EXERCISES TO COMPLETE:
• 1. List every category the Threadripper Pro review is posted under.
• 2. From the Threadripper Pro review, write out the passage starting with "by Dr. Ian Cutress" and going on through "is commercially available.".

EXTRACTED TEXT:
****************

AMD Threadripper Pro Review: An Upgrade Over Regular Threadripper?
by Dr. Ian Cutress on July 14, 2021 9:00 AM EST- Posted in
- CPUs
- AMD
- ThreadRipper
- Threadripper Pro
- 3995WX
Since the launch of AMD’s Threadripper Pro platform, the desire to see what eight channels of memory brings to compute over the regular quad-channel Threadripper has been an intriguing prospect. Threadripper Pro is effectively a faster version of AMD’s EPYC, limited for single CPU workstation use, but also heralds a full 280 W TDP to match the frequencies of the standard Threadripper line. There is a 37% price premium from Threadripper to Threadripper Pro, which allows for ECC memory support, double the PCIe lanes, and double the memory bandwidth. In this review, we’re comparing every member of both platforms that is commercially available.
Threadripper Pro: Born of Need
When AMD embarked upon its journey with the new Ryzen portfolio, the delineation of where each product sat in the traditional market has not always been entirely clear. The first generation Ryzen was earmarked for standard consumers, however the top of the line Ryzen 7 1800X, with eight cores, competed against Intel’s high-end desktop market. The Zen 2-based portfolio saw the mainstream Ryzen go to 16 cores, pushing past Intel’s best 18-core HEDT processor at the time in most tests. That Zen 2-based Ryzen 9 3950X was still classified as a ‘mainstream platform’ processor, as it only had 24 PCIe lanes and dual-channel memory, sufficient for mainstream users but not enough for workstation markets. These mainstream processors were also limited to 105W TDP.

****************

DATASET EXCERPT:
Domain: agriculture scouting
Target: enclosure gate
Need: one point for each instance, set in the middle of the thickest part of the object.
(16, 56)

****************

ANSWERS IN ORDER:
• 1.
- CPUs
- AMD
- ThreadRipper
- Threadripper Pro
- 3995WX

• 2.
by Dr. Ian Cutress on July 14, 2021 9:00 AM EST- Posted in
- CPUs
- AMD
- ThreadRipper
- Threadripper Pro
- 3995WX
Since the launch of AMD’s Threadripper Pro platform, the desire to see what eight channels of memory brings to compute over the regular quad-channel Threadripper has been an intriguing prospect. Threadripper Pro is effectively a faster version of AMD’s EPYC, limited for single CPU workstation use, but also heralds a full 280 W TDP to match the frequencies of the standard Threadripper line. There is a 37% price premium from Threadripper to Threadripper Pro, which allows for ECC memory support, double the PCIe lanes, and double the memory bandwidth. In this review, we’re comparing every member of both platforms that is commercially available.